→ EXERCISE
Copy the data exactly from the line that contains "Expected: for the green grass" through the line that contains "Expected: for the smartphone", keeping both end lines and leaving out everything else.

→ MATERIAL FOR THIS TASK
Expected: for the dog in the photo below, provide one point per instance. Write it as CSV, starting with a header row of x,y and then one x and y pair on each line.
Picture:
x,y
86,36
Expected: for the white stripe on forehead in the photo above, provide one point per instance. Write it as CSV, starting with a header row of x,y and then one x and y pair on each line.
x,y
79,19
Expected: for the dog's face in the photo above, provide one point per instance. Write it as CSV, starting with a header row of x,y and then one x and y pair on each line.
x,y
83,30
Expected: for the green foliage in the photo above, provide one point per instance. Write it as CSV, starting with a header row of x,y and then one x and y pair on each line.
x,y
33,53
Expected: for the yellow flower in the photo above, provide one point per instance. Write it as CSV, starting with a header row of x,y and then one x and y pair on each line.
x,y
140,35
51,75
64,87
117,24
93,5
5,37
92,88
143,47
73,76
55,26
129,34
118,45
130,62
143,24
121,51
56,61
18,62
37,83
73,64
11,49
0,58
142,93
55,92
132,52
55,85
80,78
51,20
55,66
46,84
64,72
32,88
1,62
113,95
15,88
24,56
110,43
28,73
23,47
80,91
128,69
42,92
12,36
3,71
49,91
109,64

...

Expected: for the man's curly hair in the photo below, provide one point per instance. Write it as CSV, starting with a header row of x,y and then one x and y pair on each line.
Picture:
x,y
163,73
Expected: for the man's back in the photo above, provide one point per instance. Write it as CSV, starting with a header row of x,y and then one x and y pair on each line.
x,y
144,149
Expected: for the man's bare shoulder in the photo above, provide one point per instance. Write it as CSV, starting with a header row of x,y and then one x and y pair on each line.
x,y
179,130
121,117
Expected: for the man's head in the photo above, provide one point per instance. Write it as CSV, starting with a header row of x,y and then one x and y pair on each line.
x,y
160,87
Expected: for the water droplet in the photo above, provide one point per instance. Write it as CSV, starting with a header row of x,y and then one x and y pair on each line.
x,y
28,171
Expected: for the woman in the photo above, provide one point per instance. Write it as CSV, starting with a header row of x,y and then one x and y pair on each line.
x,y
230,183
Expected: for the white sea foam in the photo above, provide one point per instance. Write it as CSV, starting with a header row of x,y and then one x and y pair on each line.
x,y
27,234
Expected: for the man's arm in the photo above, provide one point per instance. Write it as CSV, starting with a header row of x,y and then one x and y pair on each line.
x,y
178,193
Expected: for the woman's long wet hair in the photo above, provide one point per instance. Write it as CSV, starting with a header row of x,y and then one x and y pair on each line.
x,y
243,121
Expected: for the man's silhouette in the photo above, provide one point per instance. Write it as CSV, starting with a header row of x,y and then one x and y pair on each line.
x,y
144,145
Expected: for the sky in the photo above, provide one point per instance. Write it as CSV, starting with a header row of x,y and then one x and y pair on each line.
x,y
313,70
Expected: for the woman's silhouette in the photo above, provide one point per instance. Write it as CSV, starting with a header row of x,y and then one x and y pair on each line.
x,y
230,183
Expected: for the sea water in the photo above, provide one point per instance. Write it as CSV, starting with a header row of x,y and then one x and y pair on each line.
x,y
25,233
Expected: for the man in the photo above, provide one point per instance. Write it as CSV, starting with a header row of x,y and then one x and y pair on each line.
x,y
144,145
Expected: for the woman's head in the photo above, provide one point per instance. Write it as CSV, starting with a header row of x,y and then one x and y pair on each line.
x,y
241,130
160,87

==

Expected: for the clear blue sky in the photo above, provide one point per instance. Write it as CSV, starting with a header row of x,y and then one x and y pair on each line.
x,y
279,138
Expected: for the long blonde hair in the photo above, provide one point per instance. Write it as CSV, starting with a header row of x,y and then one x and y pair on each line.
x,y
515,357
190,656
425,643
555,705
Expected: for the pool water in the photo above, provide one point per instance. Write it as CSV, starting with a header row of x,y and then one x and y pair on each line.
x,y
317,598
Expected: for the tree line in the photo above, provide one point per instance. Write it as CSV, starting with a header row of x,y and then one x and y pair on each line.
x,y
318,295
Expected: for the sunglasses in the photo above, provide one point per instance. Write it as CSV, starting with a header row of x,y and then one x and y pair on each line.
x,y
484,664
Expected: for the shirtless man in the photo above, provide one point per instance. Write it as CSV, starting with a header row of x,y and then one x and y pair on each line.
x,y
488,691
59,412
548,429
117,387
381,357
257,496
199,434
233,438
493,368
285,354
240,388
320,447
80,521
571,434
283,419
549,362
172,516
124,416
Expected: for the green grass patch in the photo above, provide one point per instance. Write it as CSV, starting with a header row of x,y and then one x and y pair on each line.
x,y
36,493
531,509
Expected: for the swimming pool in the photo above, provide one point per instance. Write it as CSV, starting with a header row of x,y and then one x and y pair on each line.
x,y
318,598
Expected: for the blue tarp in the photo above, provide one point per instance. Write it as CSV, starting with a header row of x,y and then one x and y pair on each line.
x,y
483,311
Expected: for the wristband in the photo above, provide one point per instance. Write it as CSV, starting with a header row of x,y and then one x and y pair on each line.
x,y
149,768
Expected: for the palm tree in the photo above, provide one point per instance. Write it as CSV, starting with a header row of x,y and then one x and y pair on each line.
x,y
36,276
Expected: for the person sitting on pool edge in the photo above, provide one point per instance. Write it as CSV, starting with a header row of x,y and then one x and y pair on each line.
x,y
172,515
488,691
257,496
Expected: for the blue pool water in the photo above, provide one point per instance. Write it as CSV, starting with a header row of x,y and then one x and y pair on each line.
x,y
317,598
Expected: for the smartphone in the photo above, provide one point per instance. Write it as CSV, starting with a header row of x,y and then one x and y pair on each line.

→ OUTPUT
Expected: for the green grass patch in the photo above, provide one point per instance. Write it as CSV, starting with a header row of x,y and then one x and y pair on each line.
x,y
36,493
531,509
Expected: for the swimming pool in the photo above, provide one point per instance. Write it as CSV, starting with a header row of x,y and then one x and y pair on each line.
x,y
318,598
Expected: for the blue tarp in the photo above, provide one point per instance. Write it as CSV, starting with a header row of x,y and then one x and y pair on each line.
x,y
483,311
Expected: for the wristband in the photo above, provide one point per instance. Write it as CSV, starting with a header row of x,y and then one x and y pair on each line.
x,y
149,768
Expected: for the palm tree in the photo above, provide one point per instance. Write it as CSV, starting with a header row of x,y and then one x and y pair on each line.
x,y
36,276
Expected: for the person sitting on pool edge in the photo above, provide one point per instance. Write it as CSV, starting with a header row of x,y and then one x and y pair on each line.
x,y
172,515
488,691
257,496
Expected: for the blue pool water in the photo above, provide one point per instance. Write it as CSV, starting with a header row of x,y and then one x and y pair on each line.
x,y
317,598
Expected: for the smartphone in the photo above, provide one point per instance. Write it as CSV, starting with a header row of x,y and then one x and y pair on each line.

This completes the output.